TEXT EXCERPT:

-------

Lolo Jones opens the DN Galan Youth and soaks up the atmosphere as well as a fair amount of rain (© Chris Turner IAAF)
The perfect Scandinavian summer evening of yesterday had transformed into a day of muggy temperatures with persistent light rain as the 1912 Olympic stadium hosted the final two-day installment of DN Galan week.
A unique youth competition, the DN Galan Youth, from 7-8 August, played out with all the trappings of the elite senior competition of the previous day’s Samsung Diamond League meeting.
This youth track and field meeting, which is open for athletes born 1991-1998, is designed to give the kids some sense of the buzz of a major international meeting, the organisers “transforming the stadium into the world’s first Diamond League event for kids”, allowing them “to get the feeling of competing just as the world's star athletes do”.
The organisers promised and delivered:
- calling and event presentation
- live-broadcasting on internet
- VIP-village with food and sponsor activities
- world star athletes as award presenters
- video screen with replays and interviews
- announcer, music and sound in DN Galan style
Matching the promises, the youth tournament had got underway in true world-class style two days ago (5) at the DN Galan 'Big Shot' in the Kungsträdgården, when newly crowned world junior champion Jacko Gill of New Zealand, who is only 15 years old, launched the 5kg shot an amazing 22.53m which was a national youth record.
This afternoon, double world indoor 60m hurdles champion Lolo Jones was the first of the many star names from the senior world lending their support as presenters.
Jones officially and enthusiastically opened the two main days of competition, recounting how Stockholm's DN Galan set in the city's historic stadium had been a favourite venue for her during her career. The 28-year-old hurdler advised her young audience and their families, who made up a crowd of a few thousand in the stadium, that getting to the top and generally succeeding in sports, let alone life in general, is all about “dedication, stubbornness, persistence and belief".
It was a theme that DN Galan meeting director Rajne Söderberg later picked up on as he briefly retold the story of the founding of the main DN Galan meeting which had its origins in the beginning of cooperation in the 1940s between the large number of athletics clubs in the Stockholm area, who set up a coordinated competition structure.

-------

EXERCISE DETAILS: List every item the organizers promised and delivered, as given in the report on the DN Galan Youth.

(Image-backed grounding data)
-------

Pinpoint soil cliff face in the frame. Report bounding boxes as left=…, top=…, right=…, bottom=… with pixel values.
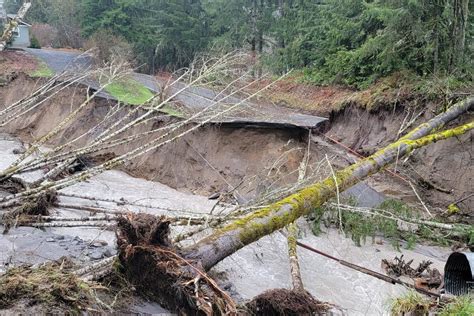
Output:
left=0, top=75, right=474, bottom=214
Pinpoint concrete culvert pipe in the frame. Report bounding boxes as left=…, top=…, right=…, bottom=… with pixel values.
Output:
left=444, top=252, right=474, bottom=295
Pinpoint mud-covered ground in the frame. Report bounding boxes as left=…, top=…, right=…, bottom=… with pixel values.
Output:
left=0, top=135, right=450, bottom=315
left=0, top=71, right=474, bottom=315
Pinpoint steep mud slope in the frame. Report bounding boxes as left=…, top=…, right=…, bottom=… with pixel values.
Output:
left=0, top=75, right=474, bottom=214
left=0, top=76, right=324, bottom=199
left=326, top=106, right=474, bottom=215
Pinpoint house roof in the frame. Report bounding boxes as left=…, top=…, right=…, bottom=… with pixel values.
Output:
left=7, top=14, right=31, bottom=26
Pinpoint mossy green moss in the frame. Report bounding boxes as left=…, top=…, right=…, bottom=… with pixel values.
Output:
left=29, top=61, right=54, bottom=78
left=105, top=78, right=153, bottom=105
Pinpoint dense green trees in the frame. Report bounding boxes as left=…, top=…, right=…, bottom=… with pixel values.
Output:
left=81, top=0, right=208, bottom=72
left=7, top=0, right=474, bottom=86
left=207, top=0, right=474, bottom=85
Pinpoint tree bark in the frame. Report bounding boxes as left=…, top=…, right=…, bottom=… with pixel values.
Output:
left=184, top=98, right=474, bottom=270
left=0, top=1, right=31, bottom=52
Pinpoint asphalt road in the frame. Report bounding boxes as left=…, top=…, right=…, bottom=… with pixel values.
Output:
left=25, top=49, right=327, bottom=128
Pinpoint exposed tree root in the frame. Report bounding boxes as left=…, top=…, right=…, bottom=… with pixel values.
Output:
left=247, top=289, right=330, bottom=316
left=117, top=214, right=236, bottom=315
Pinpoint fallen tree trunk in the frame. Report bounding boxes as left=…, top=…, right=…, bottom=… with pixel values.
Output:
left=184, top=98, right=474, bottom=270
left=117, top=98, right=474, bottom=315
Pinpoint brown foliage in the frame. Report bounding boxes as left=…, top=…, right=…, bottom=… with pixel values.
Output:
left=247, top=289, right=329, bottom=316
left=117, top=214, right=235, bottom=315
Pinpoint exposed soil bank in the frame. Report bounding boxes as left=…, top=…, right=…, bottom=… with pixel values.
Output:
left=326, top=106, right=474, bottom=216
left=0, top=76, right=318, bottom=199
left=0, top=75, right=474, bottom=214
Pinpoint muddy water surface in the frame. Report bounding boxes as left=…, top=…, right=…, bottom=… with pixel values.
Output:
left=0, top=135, right=449, bottom=315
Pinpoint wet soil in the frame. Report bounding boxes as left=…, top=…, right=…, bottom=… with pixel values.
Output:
left=0, top=76, right=474, bottom=314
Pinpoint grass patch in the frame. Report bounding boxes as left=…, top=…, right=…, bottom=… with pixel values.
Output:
left=0, top=260, right=95, bottom=312
left=310, top=198, right=474, bottom=250
left=105, top=78, right=153, bottom=105
left=29, top=61, right=54, bottom=78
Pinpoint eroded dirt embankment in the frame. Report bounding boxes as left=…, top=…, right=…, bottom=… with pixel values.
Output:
left=0, top=76, right=319, bottom=195
left=326, top=105, right=474, bottom=215
left=0, top=76, right=474, bottom=214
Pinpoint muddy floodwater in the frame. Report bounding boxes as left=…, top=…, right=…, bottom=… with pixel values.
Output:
left=0, top=135, right=450, bottom=315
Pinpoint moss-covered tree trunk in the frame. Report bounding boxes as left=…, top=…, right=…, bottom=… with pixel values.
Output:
left=0, top=1, right=31, bottom=52
left=184, top=98, right=474, bottom=270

-------

SOLUTION TO THE EXERCISE:
- calling and event presentation
- live-broadcasting on internet
- VIP-village with food and sponsor activities
- world star athletes as award presenters
- video screen with replays and interviews
- announcer, music and sound in DN Galan style